Textabschnitt:
Fetische gehören in die Welt der Phantasmen. Zwar sind sie reale Gegenstände, die sich jedoch in Trugbilder verwandeln, denen übernatürliche Kräfte, Wunsch- und Traumerfüllungen zugesprochen werden. Insofern können die entsprechenden Objekte der Einbildungskraft, an denen sich das Begehren entzündet, religiös, erotisch oder auf viele andere Arten bestimmt sein. Wenn all diese möglichen Bedeutungsmuster zusammen kommen, werden Fetische zum allgemeinen Kulturgut und nisten sich in das kollektive Gedächtnis ein. Die Basler Ausstellung „Fetisch Auto. Ich fahre, also bin ich" im Museum Tinguely untersucht die Fetischrolle des Autos. Mit 160 Arbeiten von mehr als achtzig Künstlern, darunter Giacomo Balla, Ed Ruscha, Allan Kaprow, Roman Signer und Gerhard Richter, beleuchtet die Schau verschiedene Fetischfantasien, die das Auto zum individualisierten Wohnzimmer, zum Medium für kleine und große Fluchten oder zu einem Mittel zur Distanzierung sowie persönlichen Profilierung und einigem mehr werden lassen.
Götter, Waren und Kritik
Natürlich dürfen dabei die Futuristen nicht fehlen – ihre Überhöhungen und Vergötterungen der Schönheit von Rennautomobilen und deren Geschwindigkeit bilden den historischen Anfangspunkt des Rundgangs. Der „American way of life" hingegen verschob die Technikbegeisterung in den sechziger Jahren hin zu einer Konsum- und Warengesellschaft, in der Andy Warhol seine Pop-Art-Sujets entdeckte. Inwiefern die automobile Warenwelt auch zu Kunst mutieren kann, zeigen Künstler des Nouveau Réalisme. Allen voran Jean Tinguely, dessen Werk in Basel und im Museum in vielerlei Hinsicht präsent ist, ging seiner Faszination für Maschinen in rostigen und zuweilen monströsen Installationen nach, in denen sich neben Zirkuspferden und Gummireifen auch Kotflügel und Spoiler drehen.

Datensatzeinträge:
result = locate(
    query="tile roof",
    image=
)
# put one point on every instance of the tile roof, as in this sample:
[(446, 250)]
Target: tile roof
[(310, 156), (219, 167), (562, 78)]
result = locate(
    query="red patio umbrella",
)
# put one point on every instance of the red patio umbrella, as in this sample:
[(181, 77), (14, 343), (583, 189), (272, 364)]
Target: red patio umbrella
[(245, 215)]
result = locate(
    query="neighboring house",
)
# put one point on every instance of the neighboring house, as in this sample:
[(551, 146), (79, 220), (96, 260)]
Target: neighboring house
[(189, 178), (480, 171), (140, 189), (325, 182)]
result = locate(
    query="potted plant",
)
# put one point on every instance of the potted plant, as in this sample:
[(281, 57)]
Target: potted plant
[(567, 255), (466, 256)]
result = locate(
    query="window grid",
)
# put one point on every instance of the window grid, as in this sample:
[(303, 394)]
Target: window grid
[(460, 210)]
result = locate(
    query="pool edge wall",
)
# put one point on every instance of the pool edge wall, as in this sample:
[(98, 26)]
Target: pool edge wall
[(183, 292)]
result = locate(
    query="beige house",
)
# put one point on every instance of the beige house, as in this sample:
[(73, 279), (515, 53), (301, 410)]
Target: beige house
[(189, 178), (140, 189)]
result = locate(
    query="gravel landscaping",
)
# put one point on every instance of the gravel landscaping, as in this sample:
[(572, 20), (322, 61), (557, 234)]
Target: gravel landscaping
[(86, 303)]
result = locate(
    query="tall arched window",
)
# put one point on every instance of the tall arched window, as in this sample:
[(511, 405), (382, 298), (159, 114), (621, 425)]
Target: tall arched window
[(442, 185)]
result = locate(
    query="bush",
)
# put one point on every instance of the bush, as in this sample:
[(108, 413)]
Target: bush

Aufgabe: In welchem Museum ist die Ausstellung „Fetisch Auto. Ich fahre, also bin ich“ laut dem Textabschnitt zu sehen? Bitte antworte knapp.

Lösung: Im Museum Tinguely in Basel.